> _Task statement_
Copy the lines below that contain "cypress".

(Records for the exercise Opens)

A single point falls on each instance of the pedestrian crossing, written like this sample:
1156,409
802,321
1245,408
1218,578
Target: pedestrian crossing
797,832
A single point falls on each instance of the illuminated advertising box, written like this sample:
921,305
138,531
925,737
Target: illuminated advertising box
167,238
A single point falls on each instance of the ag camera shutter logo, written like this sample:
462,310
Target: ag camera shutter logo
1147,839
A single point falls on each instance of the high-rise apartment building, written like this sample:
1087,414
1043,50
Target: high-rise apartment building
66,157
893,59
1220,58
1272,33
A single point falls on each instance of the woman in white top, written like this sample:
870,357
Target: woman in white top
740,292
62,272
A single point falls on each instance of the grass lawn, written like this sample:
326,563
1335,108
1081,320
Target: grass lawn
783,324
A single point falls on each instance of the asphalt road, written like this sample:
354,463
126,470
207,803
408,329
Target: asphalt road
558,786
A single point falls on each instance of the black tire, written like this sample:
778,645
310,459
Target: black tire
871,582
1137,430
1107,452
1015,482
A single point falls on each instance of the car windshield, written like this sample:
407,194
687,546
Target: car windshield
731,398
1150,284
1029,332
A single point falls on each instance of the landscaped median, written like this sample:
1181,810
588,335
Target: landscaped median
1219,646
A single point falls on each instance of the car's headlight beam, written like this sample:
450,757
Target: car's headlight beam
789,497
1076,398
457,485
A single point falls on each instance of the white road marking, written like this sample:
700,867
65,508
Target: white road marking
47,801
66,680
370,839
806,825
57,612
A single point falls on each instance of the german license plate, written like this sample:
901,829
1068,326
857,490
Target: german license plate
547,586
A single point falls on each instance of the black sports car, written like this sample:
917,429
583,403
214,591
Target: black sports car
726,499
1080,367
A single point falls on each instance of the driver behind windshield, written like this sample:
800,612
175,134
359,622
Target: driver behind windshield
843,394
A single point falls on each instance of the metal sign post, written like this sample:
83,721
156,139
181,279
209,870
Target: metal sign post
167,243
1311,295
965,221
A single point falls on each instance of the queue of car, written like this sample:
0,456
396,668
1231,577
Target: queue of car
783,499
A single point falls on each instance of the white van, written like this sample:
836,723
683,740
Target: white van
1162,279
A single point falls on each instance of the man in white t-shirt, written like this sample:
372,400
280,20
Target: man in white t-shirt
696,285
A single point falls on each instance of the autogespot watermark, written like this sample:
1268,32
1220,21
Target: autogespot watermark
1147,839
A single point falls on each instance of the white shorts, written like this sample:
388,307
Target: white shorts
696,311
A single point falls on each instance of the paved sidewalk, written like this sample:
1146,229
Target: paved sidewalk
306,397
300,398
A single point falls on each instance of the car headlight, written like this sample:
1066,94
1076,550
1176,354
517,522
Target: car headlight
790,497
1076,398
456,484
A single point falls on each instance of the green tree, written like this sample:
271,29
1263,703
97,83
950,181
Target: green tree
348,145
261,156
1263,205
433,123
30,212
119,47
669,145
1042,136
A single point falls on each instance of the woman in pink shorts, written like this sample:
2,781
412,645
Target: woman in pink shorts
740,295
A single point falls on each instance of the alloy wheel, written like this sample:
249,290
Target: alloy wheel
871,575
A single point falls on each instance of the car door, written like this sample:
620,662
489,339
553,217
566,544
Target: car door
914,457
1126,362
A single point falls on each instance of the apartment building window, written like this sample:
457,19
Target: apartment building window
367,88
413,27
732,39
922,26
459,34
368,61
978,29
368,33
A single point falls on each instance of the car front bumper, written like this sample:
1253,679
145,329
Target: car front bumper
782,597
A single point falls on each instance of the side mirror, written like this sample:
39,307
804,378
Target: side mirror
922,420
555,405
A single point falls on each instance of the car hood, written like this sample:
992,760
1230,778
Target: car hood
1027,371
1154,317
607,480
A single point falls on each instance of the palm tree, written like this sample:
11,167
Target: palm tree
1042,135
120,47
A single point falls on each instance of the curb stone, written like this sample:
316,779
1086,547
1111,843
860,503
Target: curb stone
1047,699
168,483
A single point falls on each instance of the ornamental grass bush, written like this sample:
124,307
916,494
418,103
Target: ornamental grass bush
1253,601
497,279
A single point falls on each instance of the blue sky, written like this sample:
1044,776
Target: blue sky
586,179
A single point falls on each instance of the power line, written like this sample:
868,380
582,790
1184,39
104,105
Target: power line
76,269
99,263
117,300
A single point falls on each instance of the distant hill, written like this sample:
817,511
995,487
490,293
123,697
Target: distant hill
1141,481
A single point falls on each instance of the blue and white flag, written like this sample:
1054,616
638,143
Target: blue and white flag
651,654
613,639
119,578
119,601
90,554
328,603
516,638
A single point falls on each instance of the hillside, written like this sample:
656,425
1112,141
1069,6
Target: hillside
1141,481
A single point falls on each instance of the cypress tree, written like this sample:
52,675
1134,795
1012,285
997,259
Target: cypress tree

(Records for the exercise Closes)

> _Exercise answer_
A single point falls on each instance of the cypress tree, written like this sample:
Target: cypress tree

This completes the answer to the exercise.